What you are asked to do:
Starting at the line that contains "Target: grassy meadow", transcribe each line exactly through the last line of the data. Include nothing else.

========================================

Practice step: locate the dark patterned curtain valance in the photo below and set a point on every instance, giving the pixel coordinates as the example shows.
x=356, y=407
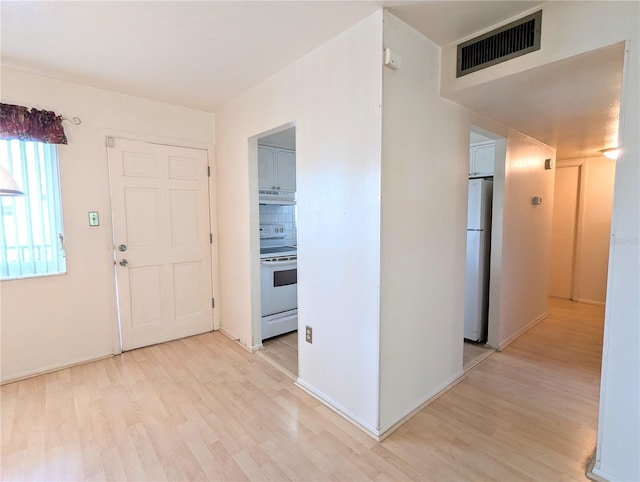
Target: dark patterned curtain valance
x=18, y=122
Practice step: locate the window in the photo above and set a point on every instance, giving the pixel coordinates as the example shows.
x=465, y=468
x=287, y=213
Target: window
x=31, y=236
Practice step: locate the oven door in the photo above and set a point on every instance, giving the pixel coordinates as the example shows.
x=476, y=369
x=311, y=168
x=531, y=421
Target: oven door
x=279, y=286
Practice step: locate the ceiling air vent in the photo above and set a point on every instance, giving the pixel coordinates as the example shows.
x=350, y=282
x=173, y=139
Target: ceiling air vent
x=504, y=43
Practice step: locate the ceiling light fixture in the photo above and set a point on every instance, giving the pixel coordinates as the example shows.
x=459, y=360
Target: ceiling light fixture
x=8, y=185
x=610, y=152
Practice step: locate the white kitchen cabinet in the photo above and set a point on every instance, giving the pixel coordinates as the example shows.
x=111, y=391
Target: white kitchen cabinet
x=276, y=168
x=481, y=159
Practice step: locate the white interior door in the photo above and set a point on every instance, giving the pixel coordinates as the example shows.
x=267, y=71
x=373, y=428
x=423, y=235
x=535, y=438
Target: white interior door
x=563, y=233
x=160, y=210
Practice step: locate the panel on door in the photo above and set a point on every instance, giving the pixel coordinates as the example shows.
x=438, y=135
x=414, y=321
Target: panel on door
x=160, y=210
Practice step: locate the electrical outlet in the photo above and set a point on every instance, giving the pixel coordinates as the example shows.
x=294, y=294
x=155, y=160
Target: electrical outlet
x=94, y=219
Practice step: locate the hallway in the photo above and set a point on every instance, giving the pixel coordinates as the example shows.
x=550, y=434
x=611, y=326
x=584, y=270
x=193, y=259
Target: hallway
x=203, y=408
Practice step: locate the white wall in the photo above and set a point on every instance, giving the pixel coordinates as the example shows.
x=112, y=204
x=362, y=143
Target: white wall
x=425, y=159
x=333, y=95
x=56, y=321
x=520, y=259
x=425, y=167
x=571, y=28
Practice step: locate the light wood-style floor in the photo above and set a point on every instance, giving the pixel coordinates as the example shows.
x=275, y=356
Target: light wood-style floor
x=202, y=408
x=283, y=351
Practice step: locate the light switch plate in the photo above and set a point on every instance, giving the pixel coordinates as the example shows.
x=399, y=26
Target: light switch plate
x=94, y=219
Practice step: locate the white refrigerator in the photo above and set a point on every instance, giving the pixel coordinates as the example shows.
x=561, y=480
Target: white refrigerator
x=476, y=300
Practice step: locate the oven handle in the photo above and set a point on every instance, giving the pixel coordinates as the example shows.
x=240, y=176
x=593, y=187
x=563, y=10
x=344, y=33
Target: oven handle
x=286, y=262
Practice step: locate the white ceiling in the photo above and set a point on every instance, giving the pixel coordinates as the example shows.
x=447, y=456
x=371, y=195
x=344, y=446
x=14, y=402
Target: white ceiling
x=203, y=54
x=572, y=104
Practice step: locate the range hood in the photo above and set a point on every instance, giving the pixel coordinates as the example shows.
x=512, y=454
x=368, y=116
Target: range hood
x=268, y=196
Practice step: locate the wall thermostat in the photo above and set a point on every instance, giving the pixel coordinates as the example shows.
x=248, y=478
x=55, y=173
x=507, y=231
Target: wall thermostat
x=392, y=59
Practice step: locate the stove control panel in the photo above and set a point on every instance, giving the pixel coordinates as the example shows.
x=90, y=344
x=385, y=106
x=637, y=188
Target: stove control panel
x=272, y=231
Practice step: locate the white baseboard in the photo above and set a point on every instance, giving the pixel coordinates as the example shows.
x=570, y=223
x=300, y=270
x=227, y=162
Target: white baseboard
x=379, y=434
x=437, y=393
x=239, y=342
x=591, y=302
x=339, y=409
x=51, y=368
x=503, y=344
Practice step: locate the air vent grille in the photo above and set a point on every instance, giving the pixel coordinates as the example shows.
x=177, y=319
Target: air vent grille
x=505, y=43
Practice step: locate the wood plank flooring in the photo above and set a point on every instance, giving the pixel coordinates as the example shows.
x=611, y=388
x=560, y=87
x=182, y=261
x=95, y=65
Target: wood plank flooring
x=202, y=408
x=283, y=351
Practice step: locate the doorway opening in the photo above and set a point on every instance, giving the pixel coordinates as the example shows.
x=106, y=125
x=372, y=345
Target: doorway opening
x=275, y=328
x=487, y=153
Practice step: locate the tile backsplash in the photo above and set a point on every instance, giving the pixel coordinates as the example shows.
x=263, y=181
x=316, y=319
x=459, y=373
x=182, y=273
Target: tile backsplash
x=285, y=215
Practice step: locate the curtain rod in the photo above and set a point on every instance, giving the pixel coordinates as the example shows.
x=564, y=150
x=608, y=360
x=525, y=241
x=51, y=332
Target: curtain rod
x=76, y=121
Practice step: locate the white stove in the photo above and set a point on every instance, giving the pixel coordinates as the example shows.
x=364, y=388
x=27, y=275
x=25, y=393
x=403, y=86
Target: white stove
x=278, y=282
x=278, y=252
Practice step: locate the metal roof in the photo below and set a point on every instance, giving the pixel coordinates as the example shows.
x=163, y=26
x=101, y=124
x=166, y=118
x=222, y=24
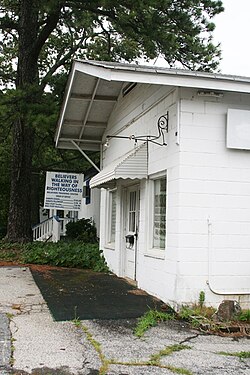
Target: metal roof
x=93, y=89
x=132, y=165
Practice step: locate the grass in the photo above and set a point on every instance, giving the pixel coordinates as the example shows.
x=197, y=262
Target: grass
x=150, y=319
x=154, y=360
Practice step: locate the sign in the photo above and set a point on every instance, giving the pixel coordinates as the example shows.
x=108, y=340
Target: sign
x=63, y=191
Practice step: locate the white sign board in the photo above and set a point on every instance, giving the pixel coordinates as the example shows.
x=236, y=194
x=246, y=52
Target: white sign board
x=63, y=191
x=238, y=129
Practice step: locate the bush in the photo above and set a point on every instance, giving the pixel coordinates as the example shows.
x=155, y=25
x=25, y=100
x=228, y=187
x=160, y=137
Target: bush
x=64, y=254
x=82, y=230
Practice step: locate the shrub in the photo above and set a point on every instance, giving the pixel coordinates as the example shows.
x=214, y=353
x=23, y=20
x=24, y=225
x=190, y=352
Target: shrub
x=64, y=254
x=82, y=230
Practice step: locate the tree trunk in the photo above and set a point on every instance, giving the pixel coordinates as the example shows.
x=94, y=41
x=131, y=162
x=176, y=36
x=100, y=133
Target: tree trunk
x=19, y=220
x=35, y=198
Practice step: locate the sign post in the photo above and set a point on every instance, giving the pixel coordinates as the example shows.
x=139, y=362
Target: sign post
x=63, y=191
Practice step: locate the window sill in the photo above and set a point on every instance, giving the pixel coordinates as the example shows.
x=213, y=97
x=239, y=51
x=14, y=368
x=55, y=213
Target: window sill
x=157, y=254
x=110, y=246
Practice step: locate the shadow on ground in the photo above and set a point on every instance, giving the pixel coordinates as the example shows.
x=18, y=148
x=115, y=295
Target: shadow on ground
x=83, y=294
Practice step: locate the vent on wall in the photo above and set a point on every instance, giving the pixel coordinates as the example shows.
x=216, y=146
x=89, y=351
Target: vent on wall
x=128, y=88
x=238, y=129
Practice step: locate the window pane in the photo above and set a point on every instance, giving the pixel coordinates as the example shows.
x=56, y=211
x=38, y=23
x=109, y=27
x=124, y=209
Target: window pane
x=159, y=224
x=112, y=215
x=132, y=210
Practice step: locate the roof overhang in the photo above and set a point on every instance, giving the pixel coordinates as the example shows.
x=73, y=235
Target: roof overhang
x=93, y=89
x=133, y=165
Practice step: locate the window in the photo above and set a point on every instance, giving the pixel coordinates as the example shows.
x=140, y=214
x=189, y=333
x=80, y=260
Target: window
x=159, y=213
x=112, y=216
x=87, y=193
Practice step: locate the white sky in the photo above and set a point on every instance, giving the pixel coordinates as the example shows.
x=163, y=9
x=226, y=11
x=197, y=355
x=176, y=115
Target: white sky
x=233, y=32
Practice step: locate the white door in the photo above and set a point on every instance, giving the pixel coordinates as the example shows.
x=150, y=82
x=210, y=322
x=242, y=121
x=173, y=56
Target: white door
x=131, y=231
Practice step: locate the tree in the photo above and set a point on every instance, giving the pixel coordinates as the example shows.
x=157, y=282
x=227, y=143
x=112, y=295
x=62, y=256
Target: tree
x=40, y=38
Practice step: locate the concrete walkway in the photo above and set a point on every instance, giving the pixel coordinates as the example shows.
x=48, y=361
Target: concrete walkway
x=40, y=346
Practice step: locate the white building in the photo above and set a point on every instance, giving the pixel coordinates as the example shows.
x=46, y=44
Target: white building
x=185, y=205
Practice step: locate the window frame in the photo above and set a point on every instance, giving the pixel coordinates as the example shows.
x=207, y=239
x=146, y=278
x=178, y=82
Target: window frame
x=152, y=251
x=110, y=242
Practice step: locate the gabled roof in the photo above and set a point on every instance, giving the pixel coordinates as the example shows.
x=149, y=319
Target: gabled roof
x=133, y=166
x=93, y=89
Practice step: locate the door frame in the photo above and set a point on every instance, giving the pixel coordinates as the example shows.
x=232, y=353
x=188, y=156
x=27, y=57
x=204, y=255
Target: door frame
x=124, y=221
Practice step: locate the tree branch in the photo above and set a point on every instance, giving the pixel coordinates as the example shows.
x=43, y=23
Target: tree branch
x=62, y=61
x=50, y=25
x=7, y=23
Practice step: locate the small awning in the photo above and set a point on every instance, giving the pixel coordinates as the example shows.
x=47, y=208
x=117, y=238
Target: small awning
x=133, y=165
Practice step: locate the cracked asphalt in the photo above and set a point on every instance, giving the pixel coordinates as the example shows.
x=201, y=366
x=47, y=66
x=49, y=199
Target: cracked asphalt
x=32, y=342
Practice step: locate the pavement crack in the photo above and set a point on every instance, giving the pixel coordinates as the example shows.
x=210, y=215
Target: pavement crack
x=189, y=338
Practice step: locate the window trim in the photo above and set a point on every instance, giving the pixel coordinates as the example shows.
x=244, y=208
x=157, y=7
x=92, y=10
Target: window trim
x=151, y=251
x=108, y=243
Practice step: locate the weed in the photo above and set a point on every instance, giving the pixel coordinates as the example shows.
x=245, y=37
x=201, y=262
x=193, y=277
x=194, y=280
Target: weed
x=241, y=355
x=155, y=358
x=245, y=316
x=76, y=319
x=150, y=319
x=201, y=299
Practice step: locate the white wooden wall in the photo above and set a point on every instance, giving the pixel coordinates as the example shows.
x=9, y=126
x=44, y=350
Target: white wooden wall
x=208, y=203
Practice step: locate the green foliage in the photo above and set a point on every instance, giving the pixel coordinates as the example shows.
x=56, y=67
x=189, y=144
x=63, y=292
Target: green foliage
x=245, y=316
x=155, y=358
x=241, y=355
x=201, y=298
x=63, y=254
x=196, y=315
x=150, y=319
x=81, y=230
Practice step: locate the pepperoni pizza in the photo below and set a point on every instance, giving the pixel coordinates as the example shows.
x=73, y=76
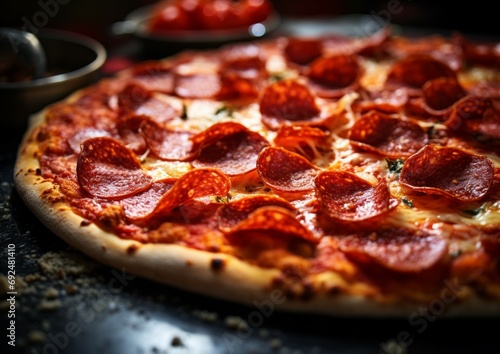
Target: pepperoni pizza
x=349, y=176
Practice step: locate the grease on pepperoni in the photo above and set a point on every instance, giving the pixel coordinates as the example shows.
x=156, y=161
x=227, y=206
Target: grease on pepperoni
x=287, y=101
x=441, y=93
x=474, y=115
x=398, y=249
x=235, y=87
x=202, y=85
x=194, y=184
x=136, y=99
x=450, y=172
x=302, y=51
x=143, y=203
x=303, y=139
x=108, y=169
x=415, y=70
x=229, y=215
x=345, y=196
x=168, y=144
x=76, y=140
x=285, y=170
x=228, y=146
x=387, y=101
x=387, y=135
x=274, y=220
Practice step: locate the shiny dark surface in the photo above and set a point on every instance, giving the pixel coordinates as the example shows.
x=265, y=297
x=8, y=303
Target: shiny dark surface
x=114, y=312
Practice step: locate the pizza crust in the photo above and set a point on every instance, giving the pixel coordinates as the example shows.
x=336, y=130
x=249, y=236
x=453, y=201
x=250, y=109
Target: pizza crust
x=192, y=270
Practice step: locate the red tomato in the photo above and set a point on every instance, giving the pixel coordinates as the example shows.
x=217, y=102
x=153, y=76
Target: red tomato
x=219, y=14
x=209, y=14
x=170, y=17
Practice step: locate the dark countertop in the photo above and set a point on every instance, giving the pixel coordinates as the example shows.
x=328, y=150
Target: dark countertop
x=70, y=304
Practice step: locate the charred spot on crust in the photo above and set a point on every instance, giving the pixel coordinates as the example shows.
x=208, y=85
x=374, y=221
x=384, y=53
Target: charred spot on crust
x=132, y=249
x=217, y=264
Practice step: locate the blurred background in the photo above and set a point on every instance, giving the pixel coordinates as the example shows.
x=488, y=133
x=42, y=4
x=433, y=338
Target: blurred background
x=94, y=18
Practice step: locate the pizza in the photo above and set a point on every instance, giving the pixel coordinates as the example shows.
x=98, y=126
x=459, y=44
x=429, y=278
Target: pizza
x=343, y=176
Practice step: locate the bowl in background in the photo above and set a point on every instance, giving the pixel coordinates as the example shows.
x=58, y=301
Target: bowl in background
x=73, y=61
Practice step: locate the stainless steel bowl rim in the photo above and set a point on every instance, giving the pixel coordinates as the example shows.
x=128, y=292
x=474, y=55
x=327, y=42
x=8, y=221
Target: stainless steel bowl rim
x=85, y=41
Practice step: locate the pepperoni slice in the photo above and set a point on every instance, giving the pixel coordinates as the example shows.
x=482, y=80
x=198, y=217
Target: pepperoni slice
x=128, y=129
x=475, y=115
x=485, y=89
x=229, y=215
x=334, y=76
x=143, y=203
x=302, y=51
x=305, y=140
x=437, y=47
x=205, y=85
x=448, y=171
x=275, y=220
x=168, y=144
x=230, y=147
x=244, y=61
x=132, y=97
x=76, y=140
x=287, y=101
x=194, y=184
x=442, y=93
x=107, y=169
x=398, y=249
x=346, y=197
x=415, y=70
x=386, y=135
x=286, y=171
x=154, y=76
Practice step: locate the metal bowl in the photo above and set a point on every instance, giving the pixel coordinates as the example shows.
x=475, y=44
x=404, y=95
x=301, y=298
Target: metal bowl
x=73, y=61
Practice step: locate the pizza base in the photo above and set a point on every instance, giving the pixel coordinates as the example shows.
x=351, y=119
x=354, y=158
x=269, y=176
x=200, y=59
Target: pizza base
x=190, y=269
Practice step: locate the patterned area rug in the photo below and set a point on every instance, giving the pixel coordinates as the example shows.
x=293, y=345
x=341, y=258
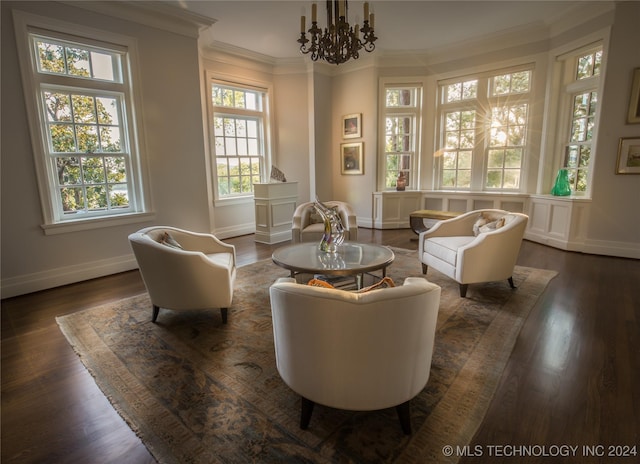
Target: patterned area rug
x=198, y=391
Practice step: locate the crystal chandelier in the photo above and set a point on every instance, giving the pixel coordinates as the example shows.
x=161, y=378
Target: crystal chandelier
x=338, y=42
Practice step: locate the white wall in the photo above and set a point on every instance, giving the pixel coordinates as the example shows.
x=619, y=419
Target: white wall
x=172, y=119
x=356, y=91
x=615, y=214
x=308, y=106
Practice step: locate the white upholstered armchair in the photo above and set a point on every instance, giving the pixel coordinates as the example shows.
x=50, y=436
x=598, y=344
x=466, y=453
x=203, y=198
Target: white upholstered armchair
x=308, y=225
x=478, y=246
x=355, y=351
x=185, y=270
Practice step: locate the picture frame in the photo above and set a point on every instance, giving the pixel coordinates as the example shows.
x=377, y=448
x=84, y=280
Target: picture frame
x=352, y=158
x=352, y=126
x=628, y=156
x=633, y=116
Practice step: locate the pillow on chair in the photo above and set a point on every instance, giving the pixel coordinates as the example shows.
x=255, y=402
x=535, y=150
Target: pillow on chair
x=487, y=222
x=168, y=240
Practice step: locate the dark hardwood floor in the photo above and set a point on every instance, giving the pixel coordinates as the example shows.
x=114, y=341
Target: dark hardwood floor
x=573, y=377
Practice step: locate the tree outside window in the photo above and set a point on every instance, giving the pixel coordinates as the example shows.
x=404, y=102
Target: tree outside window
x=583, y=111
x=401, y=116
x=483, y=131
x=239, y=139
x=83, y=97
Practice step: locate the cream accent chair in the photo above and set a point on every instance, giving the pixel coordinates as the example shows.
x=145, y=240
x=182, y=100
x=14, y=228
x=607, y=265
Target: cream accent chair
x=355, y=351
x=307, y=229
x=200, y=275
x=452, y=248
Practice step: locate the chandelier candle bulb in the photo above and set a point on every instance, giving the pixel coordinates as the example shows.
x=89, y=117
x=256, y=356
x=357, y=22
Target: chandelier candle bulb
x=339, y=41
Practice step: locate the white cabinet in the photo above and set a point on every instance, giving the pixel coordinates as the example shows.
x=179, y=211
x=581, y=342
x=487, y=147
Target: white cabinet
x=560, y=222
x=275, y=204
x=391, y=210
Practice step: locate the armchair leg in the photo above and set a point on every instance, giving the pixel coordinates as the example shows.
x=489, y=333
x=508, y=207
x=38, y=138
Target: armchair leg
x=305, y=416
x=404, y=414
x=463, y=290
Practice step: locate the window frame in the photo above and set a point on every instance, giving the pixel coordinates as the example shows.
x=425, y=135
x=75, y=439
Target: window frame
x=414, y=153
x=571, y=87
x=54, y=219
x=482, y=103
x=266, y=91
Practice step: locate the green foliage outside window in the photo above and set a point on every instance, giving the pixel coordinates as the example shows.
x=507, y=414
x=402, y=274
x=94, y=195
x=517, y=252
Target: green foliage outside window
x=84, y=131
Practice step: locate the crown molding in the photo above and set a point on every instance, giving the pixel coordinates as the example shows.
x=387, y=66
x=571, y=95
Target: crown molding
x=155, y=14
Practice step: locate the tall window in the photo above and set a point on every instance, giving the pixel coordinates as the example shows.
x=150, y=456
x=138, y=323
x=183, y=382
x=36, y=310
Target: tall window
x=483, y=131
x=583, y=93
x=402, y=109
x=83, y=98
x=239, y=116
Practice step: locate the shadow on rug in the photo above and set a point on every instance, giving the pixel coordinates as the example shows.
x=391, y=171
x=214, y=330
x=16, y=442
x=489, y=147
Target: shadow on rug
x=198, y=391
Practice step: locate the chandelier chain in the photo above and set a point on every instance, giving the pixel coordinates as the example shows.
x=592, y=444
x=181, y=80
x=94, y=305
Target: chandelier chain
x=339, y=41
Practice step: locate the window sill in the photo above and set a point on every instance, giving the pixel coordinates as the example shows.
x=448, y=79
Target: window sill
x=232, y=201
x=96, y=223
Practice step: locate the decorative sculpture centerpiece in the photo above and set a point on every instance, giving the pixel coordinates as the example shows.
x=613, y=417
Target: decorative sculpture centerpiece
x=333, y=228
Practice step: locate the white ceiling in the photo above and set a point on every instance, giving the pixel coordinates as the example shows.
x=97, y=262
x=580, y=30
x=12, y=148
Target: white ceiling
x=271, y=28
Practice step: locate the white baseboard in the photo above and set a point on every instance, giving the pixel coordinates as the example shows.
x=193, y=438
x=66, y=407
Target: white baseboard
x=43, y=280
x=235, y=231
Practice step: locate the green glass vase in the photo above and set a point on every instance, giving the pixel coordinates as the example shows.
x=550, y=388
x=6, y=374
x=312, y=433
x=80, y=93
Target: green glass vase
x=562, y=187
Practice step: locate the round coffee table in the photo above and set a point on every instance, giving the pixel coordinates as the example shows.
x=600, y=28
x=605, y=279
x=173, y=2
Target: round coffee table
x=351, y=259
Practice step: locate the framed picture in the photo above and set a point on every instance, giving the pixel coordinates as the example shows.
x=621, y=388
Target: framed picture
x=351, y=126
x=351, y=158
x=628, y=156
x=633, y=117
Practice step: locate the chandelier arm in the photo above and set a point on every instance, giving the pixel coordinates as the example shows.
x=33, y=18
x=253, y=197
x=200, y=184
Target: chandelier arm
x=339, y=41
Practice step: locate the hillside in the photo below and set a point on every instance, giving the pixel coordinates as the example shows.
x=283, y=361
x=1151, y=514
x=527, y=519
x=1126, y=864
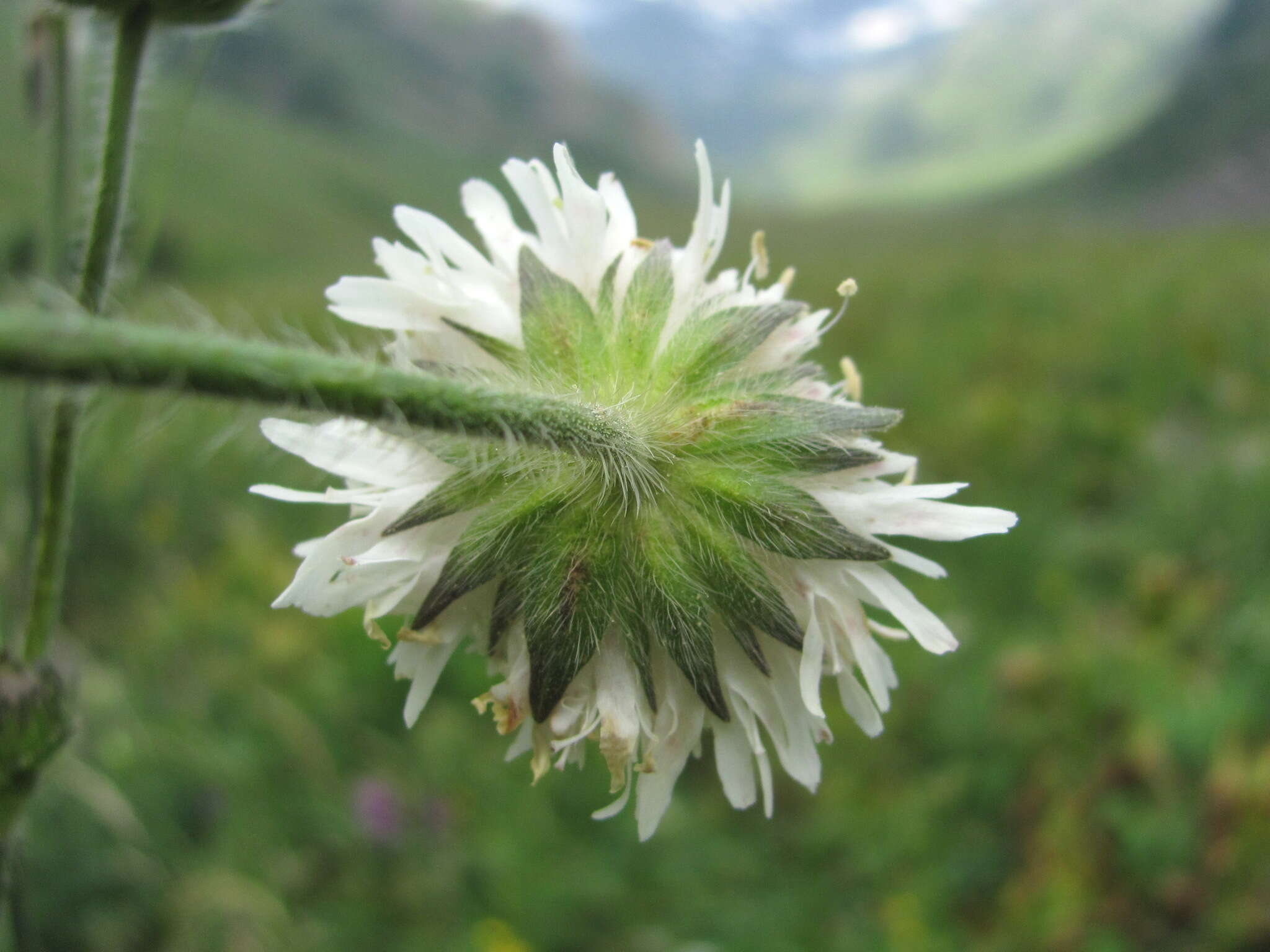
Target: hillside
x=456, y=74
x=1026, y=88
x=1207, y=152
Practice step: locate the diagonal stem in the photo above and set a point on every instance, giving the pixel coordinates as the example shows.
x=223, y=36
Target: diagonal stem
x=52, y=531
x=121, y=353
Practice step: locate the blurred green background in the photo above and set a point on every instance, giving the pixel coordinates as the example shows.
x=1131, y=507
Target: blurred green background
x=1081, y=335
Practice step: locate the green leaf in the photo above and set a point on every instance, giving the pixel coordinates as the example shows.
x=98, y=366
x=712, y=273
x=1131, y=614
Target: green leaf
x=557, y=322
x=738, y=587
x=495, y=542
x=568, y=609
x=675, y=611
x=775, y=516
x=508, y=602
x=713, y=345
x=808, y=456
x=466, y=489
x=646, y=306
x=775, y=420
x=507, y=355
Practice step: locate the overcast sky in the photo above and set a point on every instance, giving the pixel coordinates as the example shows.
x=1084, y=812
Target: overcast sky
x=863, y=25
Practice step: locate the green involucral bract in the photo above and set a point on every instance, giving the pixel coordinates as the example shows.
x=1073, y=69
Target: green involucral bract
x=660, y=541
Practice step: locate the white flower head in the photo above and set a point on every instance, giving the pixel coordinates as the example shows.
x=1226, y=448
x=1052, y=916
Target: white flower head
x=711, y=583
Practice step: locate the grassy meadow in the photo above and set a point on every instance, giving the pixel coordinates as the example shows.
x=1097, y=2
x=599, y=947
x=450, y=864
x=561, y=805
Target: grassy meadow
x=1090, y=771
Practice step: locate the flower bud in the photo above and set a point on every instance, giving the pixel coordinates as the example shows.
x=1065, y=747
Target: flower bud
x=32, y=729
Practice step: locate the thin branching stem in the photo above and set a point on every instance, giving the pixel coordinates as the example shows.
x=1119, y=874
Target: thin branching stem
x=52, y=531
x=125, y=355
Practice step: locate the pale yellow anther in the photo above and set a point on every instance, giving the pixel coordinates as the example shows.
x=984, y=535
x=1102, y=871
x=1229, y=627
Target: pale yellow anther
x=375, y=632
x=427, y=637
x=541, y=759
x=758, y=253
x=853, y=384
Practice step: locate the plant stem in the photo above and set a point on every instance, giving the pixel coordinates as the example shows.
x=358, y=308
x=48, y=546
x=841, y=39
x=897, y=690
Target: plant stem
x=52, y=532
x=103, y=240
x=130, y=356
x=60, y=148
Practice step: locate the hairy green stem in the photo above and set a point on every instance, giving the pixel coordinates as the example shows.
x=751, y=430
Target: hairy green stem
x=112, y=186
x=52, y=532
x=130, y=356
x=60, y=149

========================================

Answer below:
Target: grassy meadow
x=1090, y=771
Practice step: locate the flower bud in the photo above and set a point on every instance, giving the pixel coordinates as the example shows.
x=1065, y=747
Target: flower bud
x=32, y=729
Practice step: locate the thin branching stem in the photo above and set a point on every instance, giving the pixel coordinates as the example shows.
x=1119, y=874
Target: thin branching stem
x=52, y=531
x=125, y=355
Practice step: locate the pale yellow anther in the photo above and set a point on every instance, giving the pixel coordinates as the example shows.
x=984, y=535
x=1102, y=871
x=1229, y=627
Target: pale yellow anther
x=375, y=632
x=427, y=637
x=541, y=759
x=758, y=253
x=853, y=384
Practice step: locate the plant stem in the photo above and set a point on every instance, giving the pixel coordinates as the example shows.
x=358, y=308
x=48, y=546
x=841, y=39
x=897, y=690
Target: plant stem
x=52, y=532
x=103, y=240
x=130, y=356
x=60, y=148
Practice step: locate the hairy green stem in the photo above and set a point on every instance, giving the pixel coordinates as the example shows.
x=751, y=430
Target: hairy green stem
x=112, y=186
x=52, y=532
x=130, y=356
x=60, y=149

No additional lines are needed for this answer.